Deploying Containers on AWS ECS — End-to-End Architecture Explained

Modern applications demand scalability, security, automation, and high availability — and this is exactly where Amazon Elastic Container Service (ECS) shines. This post walks through a complete production-ready container deployment model on AWS, layer by layer.

What: The 5 Layers of ECS Architecture

Layer 1 — Users and Entry Point

Users access the application through an Application Load Balancer (ALB) deployed in a Public Subnet inside a VPC. The ALB handles HTTP/HTTPS traffic, performs health checks against ECS tasks, and distributes traffic across running containers. SSL/TLS termination happens here — offloading encryption from your containers and simplifying certificate management with AWS Certificate Manager (ACM).

Layer 2 — Networking (VPC Design)

The entire setup runs inside a secure VPC architecture with clear subnet separation:

Public Subnets — the ALB and a NAT Gateway live here. These are the only resources exposed to the internet.
Private Subnets — ECS tasks run here with no direct internet exposure. Outbound traffic (pulling images, calling APIs) routes through the NAT Gateway.
Security Groups — act as virtual firewalls controlling inbound/outbound traffic at the task and ALB level.
IAM Roles — task execution roles (for pulling images from ECR and writing logs to CloudWatch) and task roles (for your application to call other AWS services).

For high availability, deploy across at least two Availability Zones. Place one NAT Gateway per AZ to avoid a single point of failure.

Stored data entries:
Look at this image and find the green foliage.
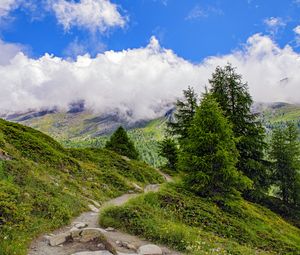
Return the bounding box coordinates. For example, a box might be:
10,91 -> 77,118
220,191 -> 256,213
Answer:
209,64 -> 269,189
270,123 -> 300,205
61,118 -> 166,167
159,138 -> 178,171
0,119 -> 163,255
105,127 -> 139,159
100,184 -> 300,255
167,87 -> 197,140
180,94 -> 251,196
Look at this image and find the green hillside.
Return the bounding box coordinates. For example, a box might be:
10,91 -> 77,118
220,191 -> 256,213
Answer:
100,184 -> 300,255
5,103 -> 300,167
0,119 -> 163,255
60,118 -> 166,167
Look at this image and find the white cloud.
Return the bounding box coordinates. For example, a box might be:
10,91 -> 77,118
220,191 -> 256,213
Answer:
0,0 -> 21,17
264,17 -> 286,35
185,5 -> 224,20
294,26 -> 300,35
293,25 -> 300,47
50,0 -> 127,32
0,34 -> 300,120
0,39 -> 24,65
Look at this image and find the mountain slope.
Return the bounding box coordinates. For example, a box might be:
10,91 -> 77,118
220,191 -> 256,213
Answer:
6,102 -> 300,167
100,183 -> 300,255
0,119 -> 163,255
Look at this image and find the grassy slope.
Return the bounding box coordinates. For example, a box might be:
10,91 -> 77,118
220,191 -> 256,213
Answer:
100,184 -> 300,255
0,119 -> 162,255
8,103 -> 300,167
60,118 -> 166,167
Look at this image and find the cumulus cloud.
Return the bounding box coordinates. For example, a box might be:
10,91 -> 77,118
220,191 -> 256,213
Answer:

• **ACTIONS TO TAKE**:
(1) In the ECS architecture post, which four components are listed under the networking layer's VPC design?
(2) According to the ECS architecture post, why should one NAT Gateway be placed in each Availability Zone?
(3) Resume the ECS architecture post from its last sentence.

• **EXPECTED RESPONSES**:
(1) Public Subnets, Private Subnets, Security Groups, and IAM Roles.

(2) One NAT Gateway per Availability Zone avoids a single point of failure. This supports the high-availability goal of deploying across at least two Availability Zones.

(3)
Layer 3 — Compute (ECS Cluster)

Inside the ECS Cluster, three key concepts work together:

Task Definition — the blueprint. It defines CPU allocation, memory limits, container image URI, port mappings, environment variables, log configuration, and IAM roles. Think of it as a versioned "recipe" for your container.

ECS Service — the manager. It maintains the desired number of running tasks, handles rolling deployments, integrates with the ALB for load balancing, and replaces unhealthy tasks automatically.

ECS Tasks and Containers — the actual running application. Each task is an instantiation of a Task Definition and contains one or more containers.

ECS supports two launch types:

EC2 Launch Type — you provision and manage the underlying EC2 instances. More control, more operational overhead. Useful when you need GPU instances, specific instance types, or want to optimize costs with Reserved Instances or Savings Plans.
Fargate Launch Type — serverless container execution. AWS manages the infrastructure entirely. You only define CPU and memory at the task level. Uses awsvpc network mode exclusively, giving each task its own ENI (Elastic Network Interface) and private IP address.

Layer 4 — Auto Scaling and Monitoring

Amazon CloudWatch collects metrics from your ECS tasks. The three key metrics for auto scaling are:

ECSServiceAverageCPUUtilization — average CPU usage across all tasks in the service
ECSServiceAverageMemoryUtilization — average memory usage
ALBRequestCountPerTarget — request count per target registered with the ALB

Based on these metrics, ECS Service Auto Scaling (powered by Application Auto Scaling) adjusts the task count:

Scale out during high traffic — adds more tasks to handle load
Scale in during low traffic — removes tasks to reduce cost

The recommended approach is target tracking scaling — you set a target value (e.g., "keep CPU at 70%") and AWS manages the scaling math automatically. The system scales out quickly to protect availability but scales in gradually to prevent flapping.

One important detail: Auto Scaling pauses scale-in during active ECS deployments to avoid disrupting rollouts.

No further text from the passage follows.